++++ Text

Das Buch der Tränen

Heather Christles Buch ist eine literarische Fundstücksammlung über das Weinen und gibt intime Einblicke in das Innenleben.

Der Verlag kündigte an, eine Woche lang zu weinen. Und wir durften hemmungslos mitweinen. Mitten in München. An einem Ort, an dem man auch Bücher kaufen und Gedichte hören kann. Abends gab es eine „Sad Disco“ mit traurigen Songs. Zum Heulen schön.

Verlage werden immer einfallsreicher mit Events, Podcasts und Mailings. Wie die Weinbegleitung zum Essen bot nun der Hanser-Verlag die Weinenbegleitung zum Buch.

Autorin ist die amerikanische Dichterin Heather Christle. Ursprünglich hatte sie den Einfall, eine Karte aller Orte anzufertigen, an denen sie je geweint hat. Nun, Jahre später, fügt sie zusätzlich zu den Orten Fundstücke aus Literatur und Kunst, aus dem eigenen tränenreichen Leben sowie wissenschaftliche Studien in losen Textbausteinen zusammen. Jeder Lesehappen ist durch Sternchen vom nächsten getrennt. Damit sind die Stärken und die Schwächen des Buchs benannt: Einerseits verhindert diese Struktur einen längeren Lesefluss, andererseits öffnet sie den Raum für eigene Gedanken und Gefühle. Viele Textstücke sind nur wenige Zeilen oder eine Frage lang: „Erinnerst du dich an das trostlose Gefühl, Mutter oder Vater weinen zu sehen?“

Die drei Tränenarten

Christle, eine verletzliche und kluge Frau, gibt Einblicke in ihr Seelenleben. Vier Lyrikbände sind bislang erschienen, ihre Gedichte werden im New Yorker gedruckt.

++++++++
++++ Gespeicherte Daten

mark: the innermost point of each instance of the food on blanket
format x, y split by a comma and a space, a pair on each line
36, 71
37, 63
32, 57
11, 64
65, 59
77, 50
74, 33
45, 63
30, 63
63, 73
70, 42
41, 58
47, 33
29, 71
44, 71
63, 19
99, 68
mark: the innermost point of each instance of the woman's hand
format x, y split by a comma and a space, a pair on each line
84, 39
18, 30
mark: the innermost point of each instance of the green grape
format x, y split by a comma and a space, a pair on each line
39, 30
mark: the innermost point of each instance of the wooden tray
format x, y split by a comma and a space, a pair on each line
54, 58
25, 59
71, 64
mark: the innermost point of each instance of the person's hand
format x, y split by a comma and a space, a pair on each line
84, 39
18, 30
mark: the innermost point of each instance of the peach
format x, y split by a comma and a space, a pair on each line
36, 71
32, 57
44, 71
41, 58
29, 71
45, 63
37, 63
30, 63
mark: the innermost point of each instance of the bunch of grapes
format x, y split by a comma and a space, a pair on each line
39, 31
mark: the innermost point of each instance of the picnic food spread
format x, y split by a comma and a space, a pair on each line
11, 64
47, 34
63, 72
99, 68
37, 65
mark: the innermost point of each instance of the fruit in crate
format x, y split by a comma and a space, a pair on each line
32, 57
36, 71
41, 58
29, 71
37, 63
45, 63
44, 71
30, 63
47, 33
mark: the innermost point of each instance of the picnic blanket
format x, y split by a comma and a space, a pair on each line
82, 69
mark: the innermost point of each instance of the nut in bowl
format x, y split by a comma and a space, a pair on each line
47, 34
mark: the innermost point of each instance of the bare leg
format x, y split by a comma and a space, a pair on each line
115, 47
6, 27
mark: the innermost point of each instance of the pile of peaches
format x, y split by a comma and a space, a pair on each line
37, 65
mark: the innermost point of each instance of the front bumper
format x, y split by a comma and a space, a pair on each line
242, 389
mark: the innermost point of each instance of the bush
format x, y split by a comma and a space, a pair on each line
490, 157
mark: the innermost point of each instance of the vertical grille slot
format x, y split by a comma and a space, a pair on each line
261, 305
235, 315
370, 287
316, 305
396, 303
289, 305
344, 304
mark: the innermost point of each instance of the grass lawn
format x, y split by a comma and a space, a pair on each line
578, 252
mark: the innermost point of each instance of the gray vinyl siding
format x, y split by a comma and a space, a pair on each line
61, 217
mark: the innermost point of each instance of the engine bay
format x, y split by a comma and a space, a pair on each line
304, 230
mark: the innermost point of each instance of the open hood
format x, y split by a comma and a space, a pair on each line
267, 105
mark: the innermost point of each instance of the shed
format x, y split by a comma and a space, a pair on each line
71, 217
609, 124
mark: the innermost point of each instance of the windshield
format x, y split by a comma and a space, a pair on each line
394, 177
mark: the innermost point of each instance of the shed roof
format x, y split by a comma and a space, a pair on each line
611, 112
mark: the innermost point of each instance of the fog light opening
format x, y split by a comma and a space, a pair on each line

++++++++

- **Gefordert**:
Gib aus dem Text über das Buch der Tränen die Passage von „Christle, eine verletzliche“ bis einschließlich „New Yorker gedruckt.“ wortgetreu wieder.

- **Übungsergebnis**:
Christle, eine verletzliche und kluge Frau, gibt Einblicke in ihr Seelenleben. Vier Lyrikbände sind bislang erschienen, ihre Gedichte werden im New Yorker gedruckt.